(Written instruction): Count the lines in the items below that contain the string "Target", and reply with only that number.

(Material for this task):
━━━━━━━━
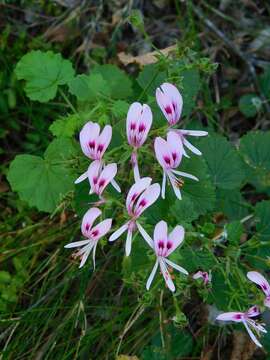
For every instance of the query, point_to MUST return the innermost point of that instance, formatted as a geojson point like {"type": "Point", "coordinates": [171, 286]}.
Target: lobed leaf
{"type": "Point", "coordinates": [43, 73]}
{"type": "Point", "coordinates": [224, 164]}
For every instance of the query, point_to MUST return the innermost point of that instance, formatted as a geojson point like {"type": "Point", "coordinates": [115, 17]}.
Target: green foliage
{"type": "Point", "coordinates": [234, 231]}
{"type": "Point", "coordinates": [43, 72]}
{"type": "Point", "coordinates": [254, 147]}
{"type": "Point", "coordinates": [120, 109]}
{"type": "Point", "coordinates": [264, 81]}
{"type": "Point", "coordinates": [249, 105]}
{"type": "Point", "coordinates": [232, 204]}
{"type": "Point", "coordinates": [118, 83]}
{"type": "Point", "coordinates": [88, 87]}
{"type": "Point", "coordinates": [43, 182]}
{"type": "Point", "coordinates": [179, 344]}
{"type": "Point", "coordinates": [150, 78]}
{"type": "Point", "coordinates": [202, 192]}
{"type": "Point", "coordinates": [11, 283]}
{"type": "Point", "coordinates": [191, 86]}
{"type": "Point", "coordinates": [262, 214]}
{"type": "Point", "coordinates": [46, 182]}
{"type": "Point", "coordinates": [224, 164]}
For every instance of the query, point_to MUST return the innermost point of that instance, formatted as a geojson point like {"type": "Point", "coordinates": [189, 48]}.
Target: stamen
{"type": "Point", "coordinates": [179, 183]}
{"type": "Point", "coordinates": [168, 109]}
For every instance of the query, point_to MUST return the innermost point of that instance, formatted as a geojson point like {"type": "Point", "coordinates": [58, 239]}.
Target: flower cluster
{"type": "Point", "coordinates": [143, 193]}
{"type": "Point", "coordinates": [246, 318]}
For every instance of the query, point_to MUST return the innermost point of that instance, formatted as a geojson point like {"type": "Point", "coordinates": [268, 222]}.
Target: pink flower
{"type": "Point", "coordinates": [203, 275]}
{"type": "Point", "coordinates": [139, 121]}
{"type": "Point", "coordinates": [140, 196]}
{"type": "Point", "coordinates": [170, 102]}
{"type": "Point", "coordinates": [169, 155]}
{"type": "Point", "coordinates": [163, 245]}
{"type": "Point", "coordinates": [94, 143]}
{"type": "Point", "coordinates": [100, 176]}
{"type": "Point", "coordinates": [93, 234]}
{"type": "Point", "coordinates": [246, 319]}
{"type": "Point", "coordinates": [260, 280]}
━━━━━━━━
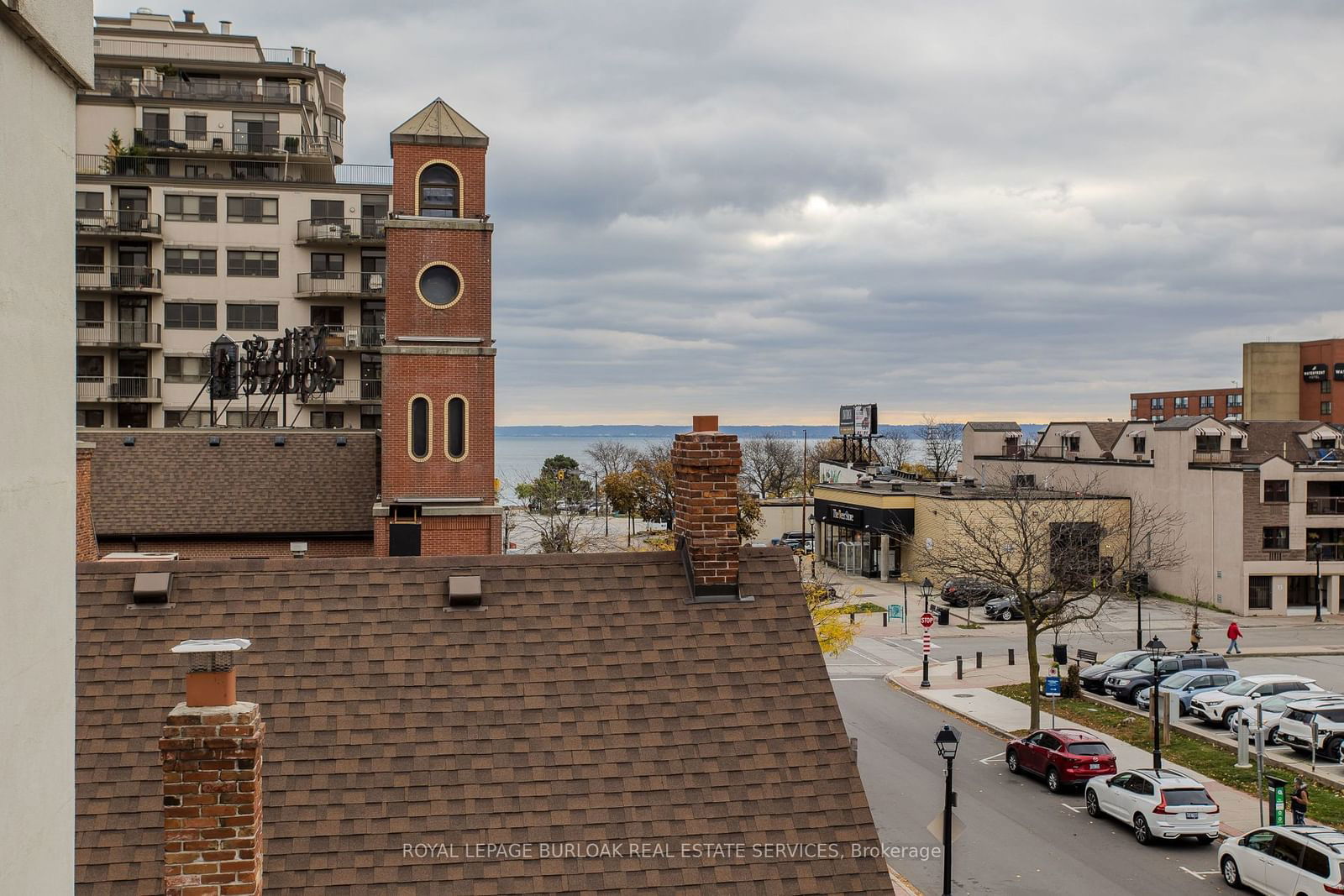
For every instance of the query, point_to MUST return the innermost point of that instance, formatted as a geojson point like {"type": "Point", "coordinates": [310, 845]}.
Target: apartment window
━━━━━━━━
(Complete answer): 6